TEXT EXCERPT ->
It would be interesting to see a UOA done before and after a pre-oiler install, to see if they actually do reduce wear.
 
It seems so subjective to think that measurable wear is reduced. It would take a very controlled study to prove objectively that pre-oilers would contribute to the life of an engine. Therefore we resort to logic about lubrication - absent any quantifiable information. Perhaps in a freezing environment, with an engine block heater, it might save cam bearings, etc. on the top end of an engine, maybe even the mains on the low end too. Who knows? One thing for $ure, pre-oilers are good for bu$ine$$.
 
I would say yes and no. For a snap shot study, You could use a lot of existing baseline UOA's. Retrofit/fit the preoilers and/or bypass oil systems. Do UOA's as per normal. See if the advertised % numbers really affect/effect subsequent UOA's?

So for example in the case of pre oilers, they advertise 50-80% LESS wear due to dry wear using their product. Bypass filters advertise 40%-60% wear due to particulate size. So the operative question is can these items together or separately decrease the wear numbers: by what % both together and/or separately???

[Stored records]
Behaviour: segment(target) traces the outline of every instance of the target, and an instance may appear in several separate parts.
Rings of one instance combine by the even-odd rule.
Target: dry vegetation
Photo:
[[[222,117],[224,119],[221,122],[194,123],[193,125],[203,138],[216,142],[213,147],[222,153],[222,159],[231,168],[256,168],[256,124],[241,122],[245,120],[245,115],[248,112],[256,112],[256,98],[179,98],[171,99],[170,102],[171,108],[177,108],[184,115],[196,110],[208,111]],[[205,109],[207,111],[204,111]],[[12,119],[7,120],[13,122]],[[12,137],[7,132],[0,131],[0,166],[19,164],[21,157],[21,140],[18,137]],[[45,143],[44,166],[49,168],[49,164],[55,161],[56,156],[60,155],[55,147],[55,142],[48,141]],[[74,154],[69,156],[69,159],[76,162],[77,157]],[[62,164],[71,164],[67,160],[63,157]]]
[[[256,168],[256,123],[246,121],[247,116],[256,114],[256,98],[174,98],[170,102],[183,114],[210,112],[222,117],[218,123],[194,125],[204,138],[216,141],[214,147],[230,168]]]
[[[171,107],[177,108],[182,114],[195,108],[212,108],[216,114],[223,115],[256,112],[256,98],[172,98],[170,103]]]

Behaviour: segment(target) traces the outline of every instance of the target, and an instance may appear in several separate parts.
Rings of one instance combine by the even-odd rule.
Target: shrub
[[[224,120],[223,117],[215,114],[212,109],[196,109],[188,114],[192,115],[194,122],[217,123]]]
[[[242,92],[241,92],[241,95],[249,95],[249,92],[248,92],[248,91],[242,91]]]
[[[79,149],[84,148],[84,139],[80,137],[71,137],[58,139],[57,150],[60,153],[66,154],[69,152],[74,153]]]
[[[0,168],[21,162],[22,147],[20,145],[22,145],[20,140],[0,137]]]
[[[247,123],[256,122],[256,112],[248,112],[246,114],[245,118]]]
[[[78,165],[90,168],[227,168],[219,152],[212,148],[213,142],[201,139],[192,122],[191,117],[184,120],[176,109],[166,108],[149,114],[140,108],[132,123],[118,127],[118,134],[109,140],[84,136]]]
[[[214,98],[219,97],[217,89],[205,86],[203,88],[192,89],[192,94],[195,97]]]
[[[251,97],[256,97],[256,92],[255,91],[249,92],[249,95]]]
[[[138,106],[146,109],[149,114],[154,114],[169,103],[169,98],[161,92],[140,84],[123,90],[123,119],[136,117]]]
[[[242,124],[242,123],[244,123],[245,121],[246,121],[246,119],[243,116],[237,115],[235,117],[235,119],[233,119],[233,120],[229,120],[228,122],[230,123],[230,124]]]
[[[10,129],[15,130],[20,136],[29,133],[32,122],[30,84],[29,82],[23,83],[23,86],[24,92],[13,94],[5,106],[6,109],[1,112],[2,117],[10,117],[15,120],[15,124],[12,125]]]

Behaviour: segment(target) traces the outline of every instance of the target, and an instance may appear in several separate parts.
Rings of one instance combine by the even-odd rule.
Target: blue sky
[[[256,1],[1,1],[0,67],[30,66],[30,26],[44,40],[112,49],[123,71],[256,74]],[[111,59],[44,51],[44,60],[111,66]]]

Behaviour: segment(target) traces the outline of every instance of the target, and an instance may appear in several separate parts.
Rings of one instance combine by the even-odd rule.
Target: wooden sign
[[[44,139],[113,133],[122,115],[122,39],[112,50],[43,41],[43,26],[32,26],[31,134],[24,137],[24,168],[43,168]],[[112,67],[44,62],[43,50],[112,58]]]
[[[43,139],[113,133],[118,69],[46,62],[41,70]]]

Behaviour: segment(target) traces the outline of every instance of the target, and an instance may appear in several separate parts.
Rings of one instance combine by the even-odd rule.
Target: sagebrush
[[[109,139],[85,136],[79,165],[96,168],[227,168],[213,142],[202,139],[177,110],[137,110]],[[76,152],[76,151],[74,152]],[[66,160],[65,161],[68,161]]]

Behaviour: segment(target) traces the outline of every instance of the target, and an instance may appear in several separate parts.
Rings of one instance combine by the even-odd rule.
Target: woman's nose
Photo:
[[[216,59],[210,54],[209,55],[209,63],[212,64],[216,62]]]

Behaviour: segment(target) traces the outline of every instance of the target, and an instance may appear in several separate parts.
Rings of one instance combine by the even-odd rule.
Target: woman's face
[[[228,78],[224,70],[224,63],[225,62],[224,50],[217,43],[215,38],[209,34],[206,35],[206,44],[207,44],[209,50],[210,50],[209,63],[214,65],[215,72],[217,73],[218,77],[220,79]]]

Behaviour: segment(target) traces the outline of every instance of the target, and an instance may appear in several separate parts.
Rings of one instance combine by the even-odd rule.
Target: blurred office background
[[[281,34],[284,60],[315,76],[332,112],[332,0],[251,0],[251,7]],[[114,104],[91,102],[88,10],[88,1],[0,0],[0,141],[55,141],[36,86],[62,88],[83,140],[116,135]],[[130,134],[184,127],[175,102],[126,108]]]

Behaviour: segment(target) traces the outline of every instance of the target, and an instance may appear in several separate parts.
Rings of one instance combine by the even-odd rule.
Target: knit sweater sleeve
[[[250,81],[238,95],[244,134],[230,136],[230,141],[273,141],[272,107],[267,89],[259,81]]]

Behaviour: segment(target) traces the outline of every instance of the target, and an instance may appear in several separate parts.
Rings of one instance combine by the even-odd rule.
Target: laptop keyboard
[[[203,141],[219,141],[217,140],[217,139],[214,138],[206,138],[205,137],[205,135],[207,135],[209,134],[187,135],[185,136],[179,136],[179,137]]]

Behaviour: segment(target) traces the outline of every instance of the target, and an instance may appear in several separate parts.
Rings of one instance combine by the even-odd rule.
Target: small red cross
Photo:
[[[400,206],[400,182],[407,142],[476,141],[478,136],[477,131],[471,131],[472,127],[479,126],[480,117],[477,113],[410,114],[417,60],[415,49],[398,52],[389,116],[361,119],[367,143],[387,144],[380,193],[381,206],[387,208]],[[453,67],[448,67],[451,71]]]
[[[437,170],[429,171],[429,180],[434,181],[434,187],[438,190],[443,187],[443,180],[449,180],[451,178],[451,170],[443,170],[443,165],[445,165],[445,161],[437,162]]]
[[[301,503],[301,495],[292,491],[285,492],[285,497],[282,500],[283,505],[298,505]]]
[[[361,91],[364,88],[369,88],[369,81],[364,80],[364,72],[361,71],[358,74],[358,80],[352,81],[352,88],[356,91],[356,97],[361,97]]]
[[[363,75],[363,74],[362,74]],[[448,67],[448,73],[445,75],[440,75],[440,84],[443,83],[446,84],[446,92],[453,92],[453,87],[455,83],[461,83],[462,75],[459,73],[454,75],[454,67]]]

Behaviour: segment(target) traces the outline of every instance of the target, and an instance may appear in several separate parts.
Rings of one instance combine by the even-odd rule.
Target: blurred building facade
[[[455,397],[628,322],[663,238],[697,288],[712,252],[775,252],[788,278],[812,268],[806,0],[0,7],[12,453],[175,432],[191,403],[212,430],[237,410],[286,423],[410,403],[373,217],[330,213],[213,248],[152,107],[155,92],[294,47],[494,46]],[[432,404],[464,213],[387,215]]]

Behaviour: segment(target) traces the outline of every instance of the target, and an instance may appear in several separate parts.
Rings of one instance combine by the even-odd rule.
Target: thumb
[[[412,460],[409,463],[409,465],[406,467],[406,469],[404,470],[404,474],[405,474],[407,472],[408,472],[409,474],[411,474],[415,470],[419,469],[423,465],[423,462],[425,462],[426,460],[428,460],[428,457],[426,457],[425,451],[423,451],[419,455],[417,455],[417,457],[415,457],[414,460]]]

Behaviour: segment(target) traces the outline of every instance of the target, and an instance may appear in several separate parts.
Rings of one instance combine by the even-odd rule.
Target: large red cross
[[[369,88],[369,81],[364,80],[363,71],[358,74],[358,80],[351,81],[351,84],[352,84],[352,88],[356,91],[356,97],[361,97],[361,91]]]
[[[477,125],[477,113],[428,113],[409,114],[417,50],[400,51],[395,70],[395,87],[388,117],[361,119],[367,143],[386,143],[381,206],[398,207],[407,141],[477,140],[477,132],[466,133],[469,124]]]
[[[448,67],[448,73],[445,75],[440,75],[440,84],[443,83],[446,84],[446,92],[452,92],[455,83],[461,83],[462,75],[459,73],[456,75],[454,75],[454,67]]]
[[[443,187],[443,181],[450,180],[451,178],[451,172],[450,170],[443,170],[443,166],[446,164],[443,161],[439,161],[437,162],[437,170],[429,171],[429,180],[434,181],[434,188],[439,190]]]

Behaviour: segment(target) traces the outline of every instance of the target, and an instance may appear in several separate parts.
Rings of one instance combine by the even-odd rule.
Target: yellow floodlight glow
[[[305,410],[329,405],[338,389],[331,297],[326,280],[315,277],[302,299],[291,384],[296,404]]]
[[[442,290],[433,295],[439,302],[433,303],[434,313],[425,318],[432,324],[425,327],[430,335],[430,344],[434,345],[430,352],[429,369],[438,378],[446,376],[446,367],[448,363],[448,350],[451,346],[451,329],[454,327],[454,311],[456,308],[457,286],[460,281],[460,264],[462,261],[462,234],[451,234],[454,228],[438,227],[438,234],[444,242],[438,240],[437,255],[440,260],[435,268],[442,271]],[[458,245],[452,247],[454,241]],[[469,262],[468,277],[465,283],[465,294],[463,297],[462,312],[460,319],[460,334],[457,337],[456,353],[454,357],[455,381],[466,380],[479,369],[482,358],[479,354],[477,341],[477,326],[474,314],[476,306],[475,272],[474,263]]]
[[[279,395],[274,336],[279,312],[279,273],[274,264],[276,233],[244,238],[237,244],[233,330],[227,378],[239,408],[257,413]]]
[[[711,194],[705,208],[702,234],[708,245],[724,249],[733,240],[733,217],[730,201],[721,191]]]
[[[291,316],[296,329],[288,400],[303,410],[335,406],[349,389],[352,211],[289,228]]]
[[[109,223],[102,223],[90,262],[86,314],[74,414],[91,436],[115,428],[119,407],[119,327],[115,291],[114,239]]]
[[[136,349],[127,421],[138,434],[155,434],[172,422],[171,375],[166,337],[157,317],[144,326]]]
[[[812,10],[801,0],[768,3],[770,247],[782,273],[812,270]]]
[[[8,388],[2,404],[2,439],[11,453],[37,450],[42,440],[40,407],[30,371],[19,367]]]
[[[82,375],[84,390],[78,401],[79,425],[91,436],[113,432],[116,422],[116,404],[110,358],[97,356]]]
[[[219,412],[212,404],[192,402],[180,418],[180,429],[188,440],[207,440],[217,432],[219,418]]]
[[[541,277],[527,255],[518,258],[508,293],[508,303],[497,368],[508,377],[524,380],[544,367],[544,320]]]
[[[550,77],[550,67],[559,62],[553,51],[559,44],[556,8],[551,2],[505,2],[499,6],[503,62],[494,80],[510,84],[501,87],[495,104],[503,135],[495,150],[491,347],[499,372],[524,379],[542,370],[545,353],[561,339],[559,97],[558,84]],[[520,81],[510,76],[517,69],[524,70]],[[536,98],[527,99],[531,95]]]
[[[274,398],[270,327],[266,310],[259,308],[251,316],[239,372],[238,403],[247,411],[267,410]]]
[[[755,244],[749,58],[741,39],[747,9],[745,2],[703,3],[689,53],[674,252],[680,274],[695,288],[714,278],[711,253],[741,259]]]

PROBLEM STATEMENT -> Print the entire pre-oiler discussion again, word for word.

OUTPUT ->
It would be interesting to see a UOA done before and after a pre-oiler install, to see if they actually do reduce wear.
 
It seems so subjective to think that measurable wear is reduced. It would take a very controlled study to prove objectively that pre-oilers would contribute to the life of an engine. Therefore we resort to logic about lubrication - absent any quantifiable information. Perhaps in a freezing environment, with an engine block heater, it might save cam bearings, etc. on the top end of an engine, maybe even the mains on the low end too. Who knows? One thing for $ure, pre-oilers are good for bu$ine$$.
 
I would say yes and no. For a snap shot study, You could use a lot of existing baseline UOA's. Retrofit/fit the preoilers and/or bypass oil systems. Do UOA's as per normal. See if the advertised % numbers really affect/effect subsequent UOA's?

So for example in the case of pre oilers, they advertise 50-80% LESS wear due to dry wear using their product. Bypass filters advertise 40%-60% wear due to particulate size. So the operative question is can these items together or separately decrease the wear numbers: by what % both together and/or separately???